Exercise: Nothing should be left out: output all of the entries exactly.

Start Material to process

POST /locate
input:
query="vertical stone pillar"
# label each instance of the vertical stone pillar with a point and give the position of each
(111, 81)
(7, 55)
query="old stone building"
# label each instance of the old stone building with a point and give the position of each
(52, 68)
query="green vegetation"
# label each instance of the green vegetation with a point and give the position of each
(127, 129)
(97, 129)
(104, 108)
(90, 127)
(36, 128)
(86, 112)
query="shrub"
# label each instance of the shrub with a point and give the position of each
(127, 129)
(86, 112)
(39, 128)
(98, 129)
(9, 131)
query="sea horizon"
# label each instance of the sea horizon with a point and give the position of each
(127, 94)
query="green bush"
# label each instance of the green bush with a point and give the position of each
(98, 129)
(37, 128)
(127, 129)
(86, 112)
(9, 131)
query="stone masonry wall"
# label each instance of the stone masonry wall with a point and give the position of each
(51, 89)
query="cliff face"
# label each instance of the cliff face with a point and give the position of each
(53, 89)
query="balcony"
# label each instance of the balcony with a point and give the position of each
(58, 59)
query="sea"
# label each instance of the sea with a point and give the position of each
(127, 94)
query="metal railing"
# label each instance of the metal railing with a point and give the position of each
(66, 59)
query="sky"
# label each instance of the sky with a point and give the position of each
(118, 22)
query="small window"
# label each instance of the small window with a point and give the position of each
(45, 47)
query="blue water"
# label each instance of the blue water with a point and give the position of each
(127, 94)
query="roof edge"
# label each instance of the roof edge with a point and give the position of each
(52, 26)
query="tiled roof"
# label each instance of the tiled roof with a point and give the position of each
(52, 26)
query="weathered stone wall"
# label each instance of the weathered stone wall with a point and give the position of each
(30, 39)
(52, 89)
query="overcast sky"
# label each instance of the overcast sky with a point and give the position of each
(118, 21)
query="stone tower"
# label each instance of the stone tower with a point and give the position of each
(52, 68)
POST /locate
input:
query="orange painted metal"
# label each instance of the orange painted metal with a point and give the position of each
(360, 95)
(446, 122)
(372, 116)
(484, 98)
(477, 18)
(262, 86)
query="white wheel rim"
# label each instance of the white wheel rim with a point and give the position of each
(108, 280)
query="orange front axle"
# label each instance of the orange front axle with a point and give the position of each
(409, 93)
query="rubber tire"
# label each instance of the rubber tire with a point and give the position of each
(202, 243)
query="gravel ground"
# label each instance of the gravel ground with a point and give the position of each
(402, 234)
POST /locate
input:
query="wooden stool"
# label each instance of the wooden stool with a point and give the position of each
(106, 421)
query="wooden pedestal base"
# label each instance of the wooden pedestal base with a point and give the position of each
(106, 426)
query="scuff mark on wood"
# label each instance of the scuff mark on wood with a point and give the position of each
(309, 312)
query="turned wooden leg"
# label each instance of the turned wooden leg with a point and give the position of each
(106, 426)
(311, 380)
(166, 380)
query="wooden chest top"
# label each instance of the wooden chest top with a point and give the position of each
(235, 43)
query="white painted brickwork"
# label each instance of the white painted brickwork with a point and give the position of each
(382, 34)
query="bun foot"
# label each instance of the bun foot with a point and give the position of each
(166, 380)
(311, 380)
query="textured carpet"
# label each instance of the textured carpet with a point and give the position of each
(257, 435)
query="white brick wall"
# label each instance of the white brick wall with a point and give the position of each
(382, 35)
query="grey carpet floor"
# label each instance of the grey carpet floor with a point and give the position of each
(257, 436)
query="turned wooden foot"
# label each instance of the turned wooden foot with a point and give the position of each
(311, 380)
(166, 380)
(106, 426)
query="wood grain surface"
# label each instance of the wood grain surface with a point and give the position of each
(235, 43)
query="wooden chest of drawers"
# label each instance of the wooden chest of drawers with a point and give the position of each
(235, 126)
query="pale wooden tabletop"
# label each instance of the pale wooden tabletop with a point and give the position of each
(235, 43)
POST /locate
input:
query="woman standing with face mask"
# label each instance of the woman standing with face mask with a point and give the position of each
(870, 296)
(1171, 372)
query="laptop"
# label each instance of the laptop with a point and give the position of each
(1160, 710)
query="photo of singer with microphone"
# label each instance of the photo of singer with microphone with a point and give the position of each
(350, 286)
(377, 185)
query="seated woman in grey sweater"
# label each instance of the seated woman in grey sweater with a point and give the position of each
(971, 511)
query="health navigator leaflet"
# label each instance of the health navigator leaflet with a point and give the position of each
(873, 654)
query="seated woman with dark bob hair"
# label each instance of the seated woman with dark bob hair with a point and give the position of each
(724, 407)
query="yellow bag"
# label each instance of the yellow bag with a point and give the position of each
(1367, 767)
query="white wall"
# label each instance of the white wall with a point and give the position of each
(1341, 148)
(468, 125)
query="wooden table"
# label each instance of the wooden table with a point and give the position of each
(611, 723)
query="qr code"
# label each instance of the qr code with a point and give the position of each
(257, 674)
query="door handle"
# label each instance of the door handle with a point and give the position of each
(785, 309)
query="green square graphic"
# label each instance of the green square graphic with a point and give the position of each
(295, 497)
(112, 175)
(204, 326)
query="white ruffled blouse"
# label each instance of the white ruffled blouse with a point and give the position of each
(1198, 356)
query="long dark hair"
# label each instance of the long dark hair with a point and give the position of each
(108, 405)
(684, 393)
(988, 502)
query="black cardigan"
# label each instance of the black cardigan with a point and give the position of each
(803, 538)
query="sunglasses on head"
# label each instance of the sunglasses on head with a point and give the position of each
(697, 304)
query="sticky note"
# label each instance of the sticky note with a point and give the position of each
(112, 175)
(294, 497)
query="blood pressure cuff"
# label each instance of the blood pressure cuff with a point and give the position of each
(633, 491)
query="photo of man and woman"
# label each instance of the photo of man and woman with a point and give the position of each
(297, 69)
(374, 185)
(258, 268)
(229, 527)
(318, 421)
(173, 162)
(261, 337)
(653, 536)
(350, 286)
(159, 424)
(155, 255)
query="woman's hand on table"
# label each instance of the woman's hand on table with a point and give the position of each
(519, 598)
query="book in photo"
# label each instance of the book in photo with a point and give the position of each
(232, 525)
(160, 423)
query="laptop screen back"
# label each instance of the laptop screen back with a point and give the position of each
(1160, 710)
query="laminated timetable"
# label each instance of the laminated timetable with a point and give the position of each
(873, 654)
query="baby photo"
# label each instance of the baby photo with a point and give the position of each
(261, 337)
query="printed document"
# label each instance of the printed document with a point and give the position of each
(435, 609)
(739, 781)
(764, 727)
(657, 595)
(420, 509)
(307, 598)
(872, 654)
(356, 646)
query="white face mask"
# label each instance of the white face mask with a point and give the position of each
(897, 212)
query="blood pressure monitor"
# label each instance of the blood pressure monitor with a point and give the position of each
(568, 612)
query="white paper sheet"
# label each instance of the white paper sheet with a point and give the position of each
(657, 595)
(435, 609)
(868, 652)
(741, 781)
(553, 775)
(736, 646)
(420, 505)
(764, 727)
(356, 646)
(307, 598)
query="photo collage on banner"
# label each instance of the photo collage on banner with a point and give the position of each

End Material to process

Exercise output:
POST /locate
input:
query="vertical stone pillar"
# label each instance of the vertical stone pillar with a point and give the position of each
(111, 81)
(7, 55)
query="old stone building"
# label each instance of the old stone building with a point and give the position of each
(52, 68)
query="green vegetation"
# label each instance of the green vegetation with a point and give the position of each
(127, 129)
(97, 129)
(104, 108)
(90, 127)
(36, 128)
(86, 112)
query="shrub"
# label each instance of the shrub with a point and give the position of each
(127, 129)
(86, 112)
(39, 128)
(98, 129)
(9, 131)
query="sea horizon"
# label each instance of the sea horizon with a point and give the position of each
(127, 94)
query="green bush"
# label each instance of the green bush with a point and give the position of each
(98, 129)
(37, 128)
(127, 129)
(86, 112)
(9, 131)
query="stone masonry wall"
# label each instance of the stone masonry wall with a point and give the position of each
(51, 89)
query="cliff face"
# label each instance of the cliff face with a point and give the position of each
(53, 89)
query="balcony"
# label each instance of the balcony with a point and give the position of each
(58, 59)
query="sea"
# label each instance of the sea with a point and give the position of each
(127, 94)
query="metal railing"
# label each instance of the metal railing with a point and give the position of each
(66, 59)
query="sky"
# label each instance of the sky with a point and give the position of each
(118, 22)
query="small window"
# label each instance of the small window with a point and give the position of each
(45, 47)
query="blue water"
# label each instance of the blue water with a point and give the position of each
(127, 94)
query="roof edge"
# label each instance of the roof edge with a point and give the position of each
(52, 26)
query="tiled roof"
# label each instance of the tiled roof with a point and give the position of each
(52, 26)
query="weathered stone wall"
# label each instance of the weathered stone wall with a point and give the position of each
(30, 39)
(52, 89)
query="overcast sky"
# label each instance of the overcast sky with a point and give the position of each
(118, 21)
query="stone tower"
# label each instance of the stone tower with a point and give the position of each
(52, 68)
POST /locate
input:
query="orange painted metal"
# label each instance of the orange painted metal with a point and give the position of each
(360, 95)
(446, 122)
(372, 116)
(484, 98)
(477, 18)
(262, 86)
query="white wheel rim"
# label each instance of the white wheel rim with a point and give the position of each
(108, 280)
query="orange front axle"
# label each instance of the orange front axle with a point and give the position of each
(409, 93)
query="rubber tire"
# label each instance of the rubber tire with a point and give the position of each
(202, 243)
query="gravel ground"
# label each instance of the gravel ground with a point and give the position of each
(402, 234)
POST /locate
input:
query="wooden stool"
# label each instance of the wooden stool with a point and give the position of each
(106, 421)
query="wooden pedestal base"
# label each instance of the wooden pedestal base with a point and give the position of each
(106, 426)
query="scuff mark on wood"
# label each instance of the scuff mark on wood with a point and give the position of each
(309, 312)
query="turned wooden leg"
# label each instance of the turned wooden leg with a point and give the position of each
(106, 426)
(311, 380)
(166, 380)
query="wooden chest top"
# label each instance of the wooden chest top with a point and give the position of each
(235, 43)
query="white painted brickwork"
# label each instance of the white painted brickwork with a point and give the position of each
(382, 34)
query="bun foot"
# label each instance of the bun foot with a point and give the position of each
(166, 380)
(311, 380)
query="textured carpet"
# label each instance of the textured carpet with a point and give the position of each
(257, 435)
query="white brick wall"
# label each instance of the white brick wall with a point and give the position of each
(382, 35)
query="grey carpet floor"
# label each instance of the grey carpet floor with a point and give the position of each
(257, 436)
query="turned wooden foot"
# label each instance of the turned wooden foot with a point and give the position of each
(311, 380)
(166, 380)
(106, 426)
query="wood grain surface"
# label each instance of the wood grain surface with a point and give the position of each
(235, 43)
query="wooden chest of drawers"
# label each instance of the wooden chest of drawers with a point and give the position of each
(235, 126)
query="pale wooden tabletop"
# label each instance of the pale wooden tabletop with a point and give the position of each
(235, 43)
POST /locate
input:
query="woman standing with face mask"
# label each instance of the woman standing with face mask with a point and give the position of each
(870, 296)
(1171, 372)
query="laptop"
# label each instance of the laptop with a point and give the position of each
(1160, 710)
query="photo of singer with microphone"
# label each instance of the photo of singer with microphone with a point and give the position of each
(350, 286)
(377, 185)
query="seated woman in grey sweater"
# label each instance of the seated woman in grey sweater with a point and give the position of each
(971, 511)
query="health navigator leaflet"
# label each instance of the health navigator leaflet with a point and give the position of each
(873, 654)
query="seated woman with dark bob hair"
# label each instance of the seated woman with dark bob hair with a point and give the position of each
(724, 407)
query="yellow bag"
# label each instance of the yellow bag with a point and give the position of each
(1367, 767)
query="white wall"
# label each instance of the white wall with a point and give the position of each
(1341, 148)
(468, 125)
query="wooden table"
# label each instance of the wooden table with a point and give the position of each
(611, 723)
query="qr code"
# label each instance of the qr code with a point and give the position of each
(257, 674)
query="door handle"
# label each instance of the door handle with a point and give the position of each
(785, 309)
query="green square graphic"
# label each instance of the green square graphic with a point and give the position of each
(295, 497)
(112, 175)
(204, 326)
query="white ruffled blouse"
# label each instance of the white ruffled blouse with a point and give the position of each
(1198, 356)
query="long dark hair"
# label each instance of the long dark hair with a point and give the position of each
(108, 405)
(684, 393)
(988, 502)
query="black cardigan"
# label each instance of the black cardigan with a point and give the position of each
(803, 538)
query="sunglasses on head"
# label each instance of the sunglasses on head with a point and give the position of each
(697, 304)
query="sticky note"
# label each instance of the sticky note with a point and give the position of each
(112, 175)
(294, 497)
query="blood pressure cuff"
# label each instance of the blood pressure cuff with a point and give the position of each
(633, 491)
query="photo of man and woman"
# label each instance of the photo of man and woman with a point and give the position of each
(297, 69)
(374, 185)
(258, 268)
(229, 527)
(318, 421)
(173, 162)
(261, 337)
(653, 536)
(350, 286)
(159, 424)
(155, 255)
query="woman's hand on table"
# label each instance of the woman's hand on table with a point and give the position of each
(519, 598)
query="book in photo"
# label each instance of the book in photo with a point and give the position of each
(232, 525)
(160, 423)
query="laptop screen back"
# label each instance of the laptop screen back with a point and give the position of each
(1160, 710)
query="laminated timetable"
# label each instance of the laminated timetable with a point and give the position of each
(873, 654)
query="baby photo"
# label each instance of the baby photo with a point and give the position of each
(261, 337)
query="printed document"
# label each instance of the printed document with a point and give the position of each
(435, 609)
(739, 781)
(764, 727)
(657, 595)
(420, 509)
(307, 598)
(872, 654)
(356, 646)
query="white face mask"
# label each instance of the white face mask with a point and give the position of each
(897, 212)
query="blood pressure monitor"
# label each instance of the blood pressure monitor with a point and give the position of each
(568, 612)
query="white paper sheet"
# label each instance of the white paper sheet with a point and give the position of each
(657, 595)
(435, 609)
(868, 652)
(741, 781)
(553, 775)
(736, 646)
(420, 505)
(764, 727)
(356, 646)
(307, 598)
query="photo collage on banner"
# label each instance of the photo collage on banner with a point and give the position of each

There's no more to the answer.